- _Aim of the task_
Could you transcribe the material below exactly, without leaving out a single line?

Named-object pointing records

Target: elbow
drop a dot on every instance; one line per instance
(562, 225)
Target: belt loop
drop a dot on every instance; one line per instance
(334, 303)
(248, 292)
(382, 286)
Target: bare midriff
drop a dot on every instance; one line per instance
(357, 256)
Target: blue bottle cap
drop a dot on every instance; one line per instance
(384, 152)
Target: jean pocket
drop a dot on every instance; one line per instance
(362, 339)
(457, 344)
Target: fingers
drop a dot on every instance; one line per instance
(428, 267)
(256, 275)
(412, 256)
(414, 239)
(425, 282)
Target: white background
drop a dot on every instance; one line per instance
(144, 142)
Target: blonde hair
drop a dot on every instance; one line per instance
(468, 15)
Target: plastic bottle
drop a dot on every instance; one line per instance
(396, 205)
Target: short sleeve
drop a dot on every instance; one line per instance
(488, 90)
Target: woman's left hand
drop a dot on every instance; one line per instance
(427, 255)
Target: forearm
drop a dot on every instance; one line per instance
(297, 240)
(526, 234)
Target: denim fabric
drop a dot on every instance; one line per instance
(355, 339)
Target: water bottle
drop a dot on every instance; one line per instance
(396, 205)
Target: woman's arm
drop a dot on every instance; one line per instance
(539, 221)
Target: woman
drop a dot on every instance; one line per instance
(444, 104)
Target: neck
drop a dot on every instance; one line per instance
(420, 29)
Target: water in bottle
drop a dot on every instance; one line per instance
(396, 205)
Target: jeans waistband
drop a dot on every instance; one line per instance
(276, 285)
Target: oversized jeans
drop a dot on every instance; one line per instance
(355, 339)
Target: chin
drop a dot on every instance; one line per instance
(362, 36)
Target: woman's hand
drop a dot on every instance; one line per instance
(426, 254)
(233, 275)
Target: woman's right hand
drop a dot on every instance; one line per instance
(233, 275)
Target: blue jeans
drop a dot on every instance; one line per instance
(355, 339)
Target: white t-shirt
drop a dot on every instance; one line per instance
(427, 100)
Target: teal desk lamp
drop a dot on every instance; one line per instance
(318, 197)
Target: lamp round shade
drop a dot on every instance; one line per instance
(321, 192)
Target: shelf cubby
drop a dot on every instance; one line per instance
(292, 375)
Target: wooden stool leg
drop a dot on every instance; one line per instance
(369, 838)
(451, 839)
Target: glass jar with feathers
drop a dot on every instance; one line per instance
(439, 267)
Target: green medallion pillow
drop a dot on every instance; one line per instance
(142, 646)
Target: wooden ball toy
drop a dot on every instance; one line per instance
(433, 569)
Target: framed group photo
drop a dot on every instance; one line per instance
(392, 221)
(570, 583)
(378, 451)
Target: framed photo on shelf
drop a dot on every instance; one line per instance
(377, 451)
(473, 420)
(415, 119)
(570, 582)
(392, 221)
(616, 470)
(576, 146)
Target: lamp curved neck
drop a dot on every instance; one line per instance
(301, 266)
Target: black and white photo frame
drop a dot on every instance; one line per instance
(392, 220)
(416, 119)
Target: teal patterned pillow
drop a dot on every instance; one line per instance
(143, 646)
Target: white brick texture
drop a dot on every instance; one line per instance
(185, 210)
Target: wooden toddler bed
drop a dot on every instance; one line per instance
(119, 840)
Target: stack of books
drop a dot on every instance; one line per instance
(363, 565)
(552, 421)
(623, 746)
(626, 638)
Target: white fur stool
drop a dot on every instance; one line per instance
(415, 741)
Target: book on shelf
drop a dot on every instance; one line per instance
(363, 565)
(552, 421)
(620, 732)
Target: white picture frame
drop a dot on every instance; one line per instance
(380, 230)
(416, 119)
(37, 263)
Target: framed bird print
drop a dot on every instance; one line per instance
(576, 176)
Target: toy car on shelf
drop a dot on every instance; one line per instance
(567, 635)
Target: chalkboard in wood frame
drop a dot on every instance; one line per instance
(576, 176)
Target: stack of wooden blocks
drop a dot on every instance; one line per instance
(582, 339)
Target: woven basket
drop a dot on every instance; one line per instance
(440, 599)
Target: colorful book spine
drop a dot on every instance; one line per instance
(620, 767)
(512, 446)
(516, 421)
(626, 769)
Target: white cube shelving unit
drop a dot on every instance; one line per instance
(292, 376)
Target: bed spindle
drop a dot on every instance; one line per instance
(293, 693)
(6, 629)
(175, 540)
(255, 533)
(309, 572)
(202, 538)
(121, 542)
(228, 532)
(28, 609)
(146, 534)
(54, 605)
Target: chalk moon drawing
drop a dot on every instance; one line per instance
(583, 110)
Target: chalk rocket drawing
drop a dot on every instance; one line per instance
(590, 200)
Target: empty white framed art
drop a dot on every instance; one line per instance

- _Complete response_
Target: elbow
drop a dot on every instance; one line per instance
(562, 225)
Target: belt loop
drop a dot on every instance; one line per instance
(334, 303)
(248, 292)
(382, 286)
Target: bare midriff
drop a dot on every instance; one line per instance
(357, 256)
Target: blue bottle cap
drop a dot on every instance; one line per instance
(384, 152)
Target: jean pocket
drop a dot on every instance; one line per instance
(362, 339)
(457, 344)
Target: fingers
drop a dot on every instance; one line per instance
(428, 267)
(256, 275)
(412, 256)
(414, 239)
(425, 282)
Target: white background
drop a dot on every instance; one line per instance
(144, 142)
Target: blonde hair
drop a dot on every instance; one line per instance
(468, 15)
Target: plastic bottle
drop a dot on every instance; one line per instance
(396, 205)
Target: short sleeve
drop a dot on every instance; one line per instance
(488, 90)
Target: woman's left hand
drop a dot on every instance; one line per instance
(427, 255)
Target: forearm
drop a dot on every instance; one line per instance
(297, 240)
(526, 234)
Target: denim fabric
drop a dot on every instance; one line per instance
(355, 339)
Target: water bottle
drop a dot on every instance; one line per instance
(396, 205)
Target: woman's arm
drop a dot on every instance; one line per instance
(539, 221)
Target: woman
drop a dot on every instance; one line per instance
(444, 104)
Target: neck
drop a dot on every instance; one line per instance
(420, 29)
Target: water in bottle
drop a dot on every instance; one line per instance
(396, 205)
Target: jeans waistband
drop a dot on every instance; one line per instance
(276, 285)
Target: oversized jeans
drop a dot on every instance; one line per instance
(355, 339)
Target: chin
drop a dot on every instance; one line per instance
(362, 36)
Target: woman's hand
drop a dot on every instance; one line per instance
(426, 254)
(233, 275)
Target: woman's right hand
drop a dot on every instance; one line per instance
(233, 275)
Target: blue jeans
drop a dot on every instance; one line per instance
(355, 339)
Target: white t-shirt
drop a dot on every instance; one line per instance
(427, 100)
Target: teal desk lamp
drop a dot on every instance; one line per instance
(318, 197)
Target: lamp round shade
drop a dot on every instance; one line per instance
(321, 192)
Target: shelf cubby
drop a dot on every instance; one line per instance
(292, 375)
Target: wooden stool leg
drop a dot on every instance; one line per instance
(369, 838)
(451, 839)
Target: glass jar with feathers
drop a dot on every instance; one line per instance
(439, 267)
Target: green medallion pillow
drop a dot on every instance; one line per instance
(142, 646)
Target: wooden ball toy
drop a dot on every instance; one line per instance
(433, 569)
Target: framed group photo
drop a dot on every instance; one line per instance
(392, 221)
(570, 583)
(378, 451)
Target: framed photo on shelf
drop a dot on every instance; one line per instance
(377, 451)
(473, 420)
(415, 119)
(570, 582)
(392, 221)
(616, 470)
(576, 146)
Target: lamp curved neck
drop a dot on every instance; one line per instance
(301, 266)
Target: black and white photo frame
drop a dot on every instance; one line per instance
(392, 220)
(416, 119)
Target: teal patterned pillow
drop a dot on every instance; one line per instance
(143, 646)
Target: white brick texture
drop a dot on every instance; one line per instance
(185, 210)
Target: wooden toddler bed
drop a dot on every instance; one line per instance
(119, 840)
Target: stack of books
drop a dot on every instance; one line per instance
(363, 565)
(552, 421)
(623, 746)
(626, 638)
Target: white fur stool
drop a dot on every instance; one line per instance
(415, 741)
Target: book on shelf
drop a dot on every instance; one line per instance
(363, 565)
(552, 421)
(620, 732)
Target: white picture frame
drop a dot on every instance; one line per instance
(380, 230)
(416, 119)
(37, 263)
Target: framed bird print
drop a dot on every instance; one line per instance
(576, 176)
Target: toy car on shelf
drop a dot on every instance; one line per instance
(567, 635)
Target: chalkboard in wood frame
drop a dot on every instance; one line per instance
(576, 176)
Target: stack of wooden blocks
drop a dot on every instance; one line per instance
(582, 339)
Target: woven basket
drop a dot on every instance; one line per instance
(440, 599)
Target: colorful book spine
drop a dot on every instance; one line per instance
(620, 767)
(512, 446)
(516, 421)
(626, 769)
Target: white cube shelving unit
drop a dot on every instance; one line per instance
(292, 376)
Target: bed spindle
drop a dot on every instance; one line per instance
(293, 693)
(6, 629)
(175, 540)
(255, 533)
(309, 572)
(202, 538)
(121, 542)
(228, 532)
(28, 609)
(146, 534)
(54, 605)
Target: chalk moon drawing
drop a dot on every instance; one line per instance
(583, 110)
Target: chalk rocket drawing
drop a dot on every instance; one line per instance
(590, 200)
Target: empty white framed art
drop a dot on every instance; one line per instance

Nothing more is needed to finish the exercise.